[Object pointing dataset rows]
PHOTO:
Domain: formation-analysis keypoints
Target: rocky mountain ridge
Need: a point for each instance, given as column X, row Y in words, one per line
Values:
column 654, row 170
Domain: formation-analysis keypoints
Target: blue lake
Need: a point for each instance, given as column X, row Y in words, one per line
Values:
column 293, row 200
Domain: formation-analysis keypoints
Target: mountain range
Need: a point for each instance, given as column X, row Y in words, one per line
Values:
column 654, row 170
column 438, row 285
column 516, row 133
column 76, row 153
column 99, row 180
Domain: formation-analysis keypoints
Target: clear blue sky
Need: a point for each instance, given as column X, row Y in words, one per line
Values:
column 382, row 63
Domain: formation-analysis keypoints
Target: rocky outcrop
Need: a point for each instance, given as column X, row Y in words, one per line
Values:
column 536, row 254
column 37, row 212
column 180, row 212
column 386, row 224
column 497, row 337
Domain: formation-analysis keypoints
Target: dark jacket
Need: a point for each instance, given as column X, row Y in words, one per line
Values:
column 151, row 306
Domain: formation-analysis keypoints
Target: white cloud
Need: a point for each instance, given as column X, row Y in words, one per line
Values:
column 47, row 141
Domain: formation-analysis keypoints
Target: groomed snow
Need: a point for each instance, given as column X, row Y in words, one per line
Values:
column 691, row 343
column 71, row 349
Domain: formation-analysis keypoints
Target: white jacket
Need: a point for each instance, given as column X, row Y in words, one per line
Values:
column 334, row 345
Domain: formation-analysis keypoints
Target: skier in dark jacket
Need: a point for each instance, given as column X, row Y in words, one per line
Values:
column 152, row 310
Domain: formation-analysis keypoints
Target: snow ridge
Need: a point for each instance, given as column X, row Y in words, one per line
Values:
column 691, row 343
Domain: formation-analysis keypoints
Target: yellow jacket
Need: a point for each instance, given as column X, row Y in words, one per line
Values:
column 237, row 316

What you are asked to do
Write the complete data out, exactly as above.

Response to this exercise
PHOTO:
Domain: formation-analysis keypoints
Target: rocky mountain ridge
Need: a point for each instance, given as column X, row Y in words, one per line
Values:
column 654, row 170
Domain: formation-analysis keypoints
Target: blue lake
Need: a point for each instance, given as column X, row Y in words, one per line
Values:
column 293, row 200
Domain: formation-analysis keypoints
Target: mountain range
Need: a point for each instance, given as column X, row Y in words, one per line
Values:
column 654, row 170
column 438, row 285
column 516, row 133
column 76, row 153
column 99, row 180
Domain: formation-analysis keypoints
Target: clear blue sky
Need: a point for each instance, given as column X, row Y in words, one per line
Values:
column 382, row 63
Domain: formation-analysis keypoints
Target: rocky outcrop
Need: a point for each instance, given as column X, row Y in words, one per line
Values:
column 536, row 254
column 37, row 212
column 180, row 212
column 386, row 224
column 497, row 337
Domain: formation-analysis keypoints
Target: dark jacket
Need: a point for each instance, given as column X, row Y in words, one per line
Values:
column 151, row 306
Domain: formation-analysis keypoints
Target: white cloud
Need: a point for each instance, given as column X, row Y in words, one per line
Values:
column 47, row 141
Domain: formation-analysis keypoints
Target: groomed snow
Need: a point for each instance, given as column X, row Y in words, one per line
Values:
column 691, row 343
column 71, row 349
Domain: formation-analysis keypoints
Target: white jacket
Need: a point for each instance, given as column X, row Y in words, one per line
Values:
column 334, row 345
Domain: formation-analysis keypoints
Target: skier in dark jacket
Need: a point for each instance, given as column X, row Y in words, one per line
Values:
column 152, row 310
Domain: formation-analysis keypoints
Target: snow ridge
Need: a point for each instance, given as column X, row Y in words, one per line
Values:
column 691, row 343
Domain: formation-analysis keypoints
Target: yellow jacket
Need: a point for each instance, given as column X, row Y in words, one per line
Values:
column 237, row 316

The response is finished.